## SOURCE MATERIAL

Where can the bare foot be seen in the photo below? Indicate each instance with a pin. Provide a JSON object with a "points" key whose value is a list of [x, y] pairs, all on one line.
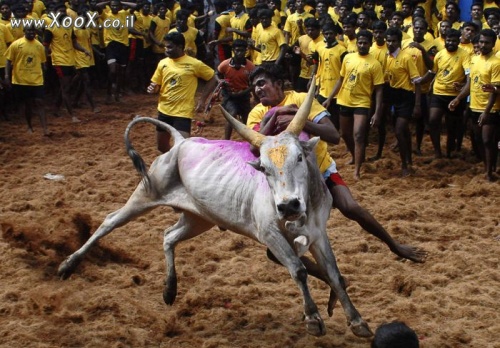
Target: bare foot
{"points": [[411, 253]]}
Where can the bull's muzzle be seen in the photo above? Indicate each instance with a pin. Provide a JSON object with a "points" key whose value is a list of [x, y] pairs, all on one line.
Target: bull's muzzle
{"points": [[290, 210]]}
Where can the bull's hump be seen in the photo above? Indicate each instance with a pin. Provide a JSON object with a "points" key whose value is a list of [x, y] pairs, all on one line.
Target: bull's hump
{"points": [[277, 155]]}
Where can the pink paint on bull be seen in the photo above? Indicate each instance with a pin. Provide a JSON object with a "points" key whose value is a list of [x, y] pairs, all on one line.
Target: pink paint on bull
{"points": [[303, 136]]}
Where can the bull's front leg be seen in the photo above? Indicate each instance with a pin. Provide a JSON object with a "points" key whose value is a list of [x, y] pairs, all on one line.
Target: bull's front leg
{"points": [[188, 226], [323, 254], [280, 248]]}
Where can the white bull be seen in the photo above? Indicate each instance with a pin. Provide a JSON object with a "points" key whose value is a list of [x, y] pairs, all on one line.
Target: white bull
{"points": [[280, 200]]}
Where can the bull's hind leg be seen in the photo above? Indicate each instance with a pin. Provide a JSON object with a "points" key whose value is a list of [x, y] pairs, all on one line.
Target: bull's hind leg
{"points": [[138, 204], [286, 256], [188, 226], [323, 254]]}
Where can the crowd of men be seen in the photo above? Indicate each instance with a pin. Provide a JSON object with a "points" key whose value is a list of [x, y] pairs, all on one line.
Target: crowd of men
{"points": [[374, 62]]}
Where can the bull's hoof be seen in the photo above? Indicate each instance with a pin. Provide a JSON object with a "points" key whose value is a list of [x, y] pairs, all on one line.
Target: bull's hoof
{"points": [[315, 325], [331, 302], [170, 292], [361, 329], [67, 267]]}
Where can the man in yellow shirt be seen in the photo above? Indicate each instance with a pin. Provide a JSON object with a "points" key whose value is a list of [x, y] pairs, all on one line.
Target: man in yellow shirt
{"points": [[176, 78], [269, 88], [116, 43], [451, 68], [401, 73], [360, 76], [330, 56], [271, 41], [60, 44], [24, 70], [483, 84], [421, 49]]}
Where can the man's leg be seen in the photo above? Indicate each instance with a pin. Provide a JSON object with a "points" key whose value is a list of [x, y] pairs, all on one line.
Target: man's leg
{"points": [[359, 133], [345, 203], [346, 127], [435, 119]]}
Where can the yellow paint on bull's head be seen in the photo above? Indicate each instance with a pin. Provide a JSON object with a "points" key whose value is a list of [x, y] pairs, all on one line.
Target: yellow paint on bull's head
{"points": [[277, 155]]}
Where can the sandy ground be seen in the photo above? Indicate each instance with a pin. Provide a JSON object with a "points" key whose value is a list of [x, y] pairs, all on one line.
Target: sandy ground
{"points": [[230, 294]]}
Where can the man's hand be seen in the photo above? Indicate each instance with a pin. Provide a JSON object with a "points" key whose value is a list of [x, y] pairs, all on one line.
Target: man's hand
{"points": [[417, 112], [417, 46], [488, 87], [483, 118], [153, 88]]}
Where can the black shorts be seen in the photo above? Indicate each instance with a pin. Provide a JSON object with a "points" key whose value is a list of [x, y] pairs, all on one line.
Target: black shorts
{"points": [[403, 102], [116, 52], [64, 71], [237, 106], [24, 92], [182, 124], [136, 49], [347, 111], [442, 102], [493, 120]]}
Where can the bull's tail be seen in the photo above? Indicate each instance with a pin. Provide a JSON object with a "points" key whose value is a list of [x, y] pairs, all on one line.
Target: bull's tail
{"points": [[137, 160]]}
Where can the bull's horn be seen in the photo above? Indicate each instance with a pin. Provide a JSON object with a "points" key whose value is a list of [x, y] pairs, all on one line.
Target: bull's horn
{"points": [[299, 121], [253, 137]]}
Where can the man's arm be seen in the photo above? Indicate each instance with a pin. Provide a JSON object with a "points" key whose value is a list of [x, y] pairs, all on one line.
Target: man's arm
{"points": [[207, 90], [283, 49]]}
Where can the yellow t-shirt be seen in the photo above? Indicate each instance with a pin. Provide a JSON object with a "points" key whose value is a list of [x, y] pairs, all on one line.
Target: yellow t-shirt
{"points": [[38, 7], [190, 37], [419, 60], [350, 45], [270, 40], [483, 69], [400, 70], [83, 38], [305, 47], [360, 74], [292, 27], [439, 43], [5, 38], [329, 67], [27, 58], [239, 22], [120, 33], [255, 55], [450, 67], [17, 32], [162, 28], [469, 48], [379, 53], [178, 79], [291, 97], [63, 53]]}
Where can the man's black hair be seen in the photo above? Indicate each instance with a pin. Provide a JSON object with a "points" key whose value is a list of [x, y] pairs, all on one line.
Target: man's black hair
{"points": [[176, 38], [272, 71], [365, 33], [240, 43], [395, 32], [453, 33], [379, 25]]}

* * *

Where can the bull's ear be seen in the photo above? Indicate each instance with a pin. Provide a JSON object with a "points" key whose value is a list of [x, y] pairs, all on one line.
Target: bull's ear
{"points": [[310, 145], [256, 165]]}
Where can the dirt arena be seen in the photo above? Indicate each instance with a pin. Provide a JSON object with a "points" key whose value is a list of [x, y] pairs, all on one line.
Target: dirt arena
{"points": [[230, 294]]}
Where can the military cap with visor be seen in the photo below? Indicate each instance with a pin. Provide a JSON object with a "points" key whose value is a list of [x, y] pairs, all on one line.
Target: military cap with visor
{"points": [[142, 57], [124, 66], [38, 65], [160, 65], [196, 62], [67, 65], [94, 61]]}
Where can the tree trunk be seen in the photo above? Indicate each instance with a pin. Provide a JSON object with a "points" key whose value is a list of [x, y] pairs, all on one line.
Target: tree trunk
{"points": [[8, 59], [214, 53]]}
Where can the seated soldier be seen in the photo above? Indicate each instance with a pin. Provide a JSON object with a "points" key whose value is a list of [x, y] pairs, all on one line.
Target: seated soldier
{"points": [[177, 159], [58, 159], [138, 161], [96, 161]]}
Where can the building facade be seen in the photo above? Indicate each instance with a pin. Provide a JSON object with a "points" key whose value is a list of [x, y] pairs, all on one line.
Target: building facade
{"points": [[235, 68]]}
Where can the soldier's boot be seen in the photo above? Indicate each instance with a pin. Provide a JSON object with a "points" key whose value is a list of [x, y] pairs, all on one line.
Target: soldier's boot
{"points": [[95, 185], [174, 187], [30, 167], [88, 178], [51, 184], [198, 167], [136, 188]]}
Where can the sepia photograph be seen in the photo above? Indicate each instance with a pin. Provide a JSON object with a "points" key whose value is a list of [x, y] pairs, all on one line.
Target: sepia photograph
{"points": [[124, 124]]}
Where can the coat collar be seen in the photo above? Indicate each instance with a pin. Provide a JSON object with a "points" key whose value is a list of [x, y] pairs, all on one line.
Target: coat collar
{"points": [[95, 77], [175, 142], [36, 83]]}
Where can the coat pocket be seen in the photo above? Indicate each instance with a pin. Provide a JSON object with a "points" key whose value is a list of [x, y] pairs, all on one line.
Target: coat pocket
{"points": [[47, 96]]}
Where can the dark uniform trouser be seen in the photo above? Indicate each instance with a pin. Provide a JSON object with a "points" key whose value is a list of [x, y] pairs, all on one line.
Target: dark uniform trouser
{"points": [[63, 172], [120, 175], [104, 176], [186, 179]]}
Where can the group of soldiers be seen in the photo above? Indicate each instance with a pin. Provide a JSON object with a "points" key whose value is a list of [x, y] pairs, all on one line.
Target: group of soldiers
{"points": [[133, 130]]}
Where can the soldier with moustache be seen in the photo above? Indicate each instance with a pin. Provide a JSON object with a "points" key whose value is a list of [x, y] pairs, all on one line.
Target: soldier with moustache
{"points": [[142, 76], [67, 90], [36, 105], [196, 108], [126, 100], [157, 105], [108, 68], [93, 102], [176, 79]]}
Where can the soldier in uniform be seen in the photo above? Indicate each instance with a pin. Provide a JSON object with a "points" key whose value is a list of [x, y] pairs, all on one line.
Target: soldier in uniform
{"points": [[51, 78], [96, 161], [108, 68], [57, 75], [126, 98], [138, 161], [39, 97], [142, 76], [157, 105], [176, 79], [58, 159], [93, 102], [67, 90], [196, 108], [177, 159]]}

---

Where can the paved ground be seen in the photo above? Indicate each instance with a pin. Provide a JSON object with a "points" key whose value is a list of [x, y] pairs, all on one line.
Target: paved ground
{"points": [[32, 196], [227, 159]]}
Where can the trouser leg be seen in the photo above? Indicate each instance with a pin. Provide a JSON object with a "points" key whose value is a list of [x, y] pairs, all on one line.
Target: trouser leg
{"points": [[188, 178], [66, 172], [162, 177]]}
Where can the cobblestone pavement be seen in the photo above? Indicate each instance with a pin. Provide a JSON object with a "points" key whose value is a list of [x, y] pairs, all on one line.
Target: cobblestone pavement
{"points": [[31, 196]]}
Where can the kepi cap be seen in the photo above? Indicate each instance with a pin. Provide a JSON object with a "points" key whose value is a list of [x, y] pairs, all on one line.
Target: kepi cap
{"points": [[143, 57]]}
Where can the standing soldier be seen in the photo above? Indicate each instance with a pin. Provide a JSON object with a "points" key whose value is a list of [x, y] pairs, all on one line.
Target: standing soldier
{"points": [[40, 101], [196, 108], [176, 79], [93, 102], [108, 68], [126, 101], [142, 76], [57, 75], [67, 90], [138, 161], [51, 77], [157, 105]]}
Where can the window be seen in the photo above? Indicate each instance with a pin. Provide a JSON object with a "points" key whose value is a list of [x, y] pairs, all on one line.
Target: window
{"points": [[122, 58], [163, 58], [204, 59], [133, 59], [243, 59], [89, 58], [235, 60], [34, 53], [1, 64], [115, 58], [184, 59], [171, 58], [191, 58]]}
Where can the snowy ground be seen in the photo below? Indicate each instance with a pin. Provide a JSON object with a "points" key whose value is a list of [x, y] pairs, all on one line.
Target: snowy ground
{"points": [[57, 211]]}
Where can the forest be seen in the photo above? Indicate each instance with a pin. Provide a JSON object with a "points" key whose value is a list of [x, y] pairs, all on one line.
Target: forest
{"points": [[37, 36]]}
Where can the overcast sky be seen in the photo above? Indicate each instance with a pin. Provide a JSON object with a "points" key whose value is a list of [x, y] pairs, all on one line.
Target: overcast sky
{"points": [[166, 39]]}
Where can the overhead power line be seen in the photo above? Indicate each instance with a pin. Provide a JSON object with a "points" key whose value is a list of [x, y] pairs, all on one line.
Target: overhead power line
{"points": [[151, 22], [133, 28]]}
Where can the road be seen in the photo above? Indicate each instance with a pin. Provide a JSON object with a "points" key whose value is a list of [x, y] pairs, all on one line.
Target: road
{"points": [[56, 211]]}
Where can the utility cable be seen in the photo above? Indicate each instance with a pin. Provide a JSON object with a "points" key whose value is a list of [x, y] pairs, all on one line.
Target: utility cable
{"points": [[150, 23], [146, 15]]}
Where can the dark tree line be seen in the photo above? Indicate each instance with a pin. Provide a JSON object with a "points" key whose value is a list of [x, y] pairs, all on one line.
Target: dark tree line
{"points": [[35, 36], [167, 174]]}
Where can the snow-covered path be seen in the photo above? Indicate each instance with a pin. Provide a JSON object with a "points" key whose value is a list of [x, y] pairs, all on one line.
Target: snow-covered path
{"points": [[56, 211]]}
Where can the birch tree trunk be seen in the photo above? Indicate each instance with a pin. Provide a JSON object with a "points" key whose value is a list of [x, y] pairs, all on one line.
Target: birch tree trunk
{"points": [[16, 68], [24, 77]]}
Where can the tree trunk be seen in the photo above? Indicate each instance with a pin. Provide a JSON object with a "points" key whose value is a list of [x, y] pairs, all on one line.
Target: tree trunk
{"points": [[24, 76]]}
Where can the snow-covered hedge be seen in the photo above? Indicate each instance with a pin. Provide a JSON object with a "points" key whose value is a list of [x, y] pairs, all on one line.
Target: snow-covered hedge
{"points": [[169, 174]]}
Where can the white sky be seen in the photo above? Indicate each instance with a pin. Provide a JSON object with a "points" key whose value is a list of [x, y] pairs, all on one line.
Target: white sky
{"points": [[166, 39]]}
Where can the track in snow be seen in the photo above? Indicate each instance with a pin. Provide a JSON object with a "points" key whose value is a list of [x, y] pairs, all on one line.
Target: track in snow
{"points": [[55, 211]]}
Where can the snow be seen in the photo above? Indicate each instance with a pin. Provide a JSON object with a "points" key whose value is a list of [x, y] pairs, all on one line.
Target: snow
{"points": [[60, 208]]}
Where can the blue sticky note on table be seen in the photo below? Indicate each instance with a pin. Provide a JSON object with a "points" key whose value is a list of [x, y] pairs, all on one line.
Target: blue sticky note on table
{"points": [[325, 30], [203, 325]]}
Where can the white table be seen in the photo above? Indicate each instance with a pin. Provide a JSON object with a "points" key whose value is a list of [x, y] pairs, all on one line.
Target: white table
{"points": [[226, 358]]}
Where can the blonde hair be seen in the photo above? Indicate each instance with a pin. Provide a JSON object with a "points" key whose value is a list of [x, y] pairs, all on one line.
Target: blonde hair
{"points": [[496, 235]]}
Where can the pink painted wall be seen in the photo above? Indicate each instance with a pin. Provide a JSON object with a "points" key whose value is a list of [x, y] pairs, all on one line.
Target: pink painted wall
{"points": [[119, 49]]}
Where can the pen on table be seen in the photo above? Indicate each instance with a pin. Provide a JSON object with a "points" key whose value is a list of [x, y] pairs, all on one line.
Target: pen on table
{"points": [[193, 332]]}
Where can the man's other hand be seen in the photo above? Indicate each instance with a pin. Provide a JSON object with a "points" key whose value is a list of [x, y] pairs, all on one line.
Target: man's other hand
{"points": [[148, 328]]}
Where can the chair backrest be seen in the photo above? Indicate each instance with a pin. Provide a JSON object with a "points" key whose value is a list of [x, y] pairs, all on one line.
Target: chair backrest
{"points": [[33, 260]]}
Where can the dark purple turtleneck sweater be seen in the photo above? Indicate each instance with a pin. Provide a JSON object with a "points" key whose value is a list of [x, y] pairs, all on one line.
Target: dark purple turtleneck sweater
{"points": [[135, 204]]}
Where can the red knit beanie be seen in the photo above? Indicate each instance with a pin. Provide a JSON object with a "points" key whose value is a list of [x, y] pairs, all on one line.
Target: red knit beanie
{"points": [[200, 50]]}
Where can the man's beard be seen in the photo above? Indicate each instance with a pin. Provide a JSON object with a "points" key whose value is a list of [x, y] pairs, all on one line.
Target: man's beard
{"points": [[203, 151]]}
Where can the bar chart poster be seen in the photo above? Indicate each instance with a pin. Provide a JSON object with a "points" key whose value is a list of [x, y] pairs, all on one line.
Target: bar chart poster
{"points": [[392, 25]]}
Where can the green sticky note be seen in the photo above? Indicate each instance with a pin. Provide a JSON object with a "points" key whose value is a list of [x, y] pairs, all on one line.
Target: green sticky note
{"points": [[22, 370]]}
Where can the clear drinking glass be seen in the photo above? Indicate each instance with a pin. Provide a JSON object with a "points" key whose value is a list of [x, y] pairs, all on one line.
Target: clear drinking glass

## GIVEN TASK
Please gather and copy out every line of the material above that contains the word "hand".

## ANSWER TO THE PROBLEM
Where can the man's hand be seen in the photo above? Indicate each instance with a pin. Provide a JSON object with a "points" key whose value is a list of [x, y] pairs, all on one line.
Target: man's hand
Where can the man's other hand be seen in the photo above? Indicate each instance with a pin. Provide a JSON object with a "points" key whose value is a list of [x, y] pairs, all on one line.
Target: man's other hand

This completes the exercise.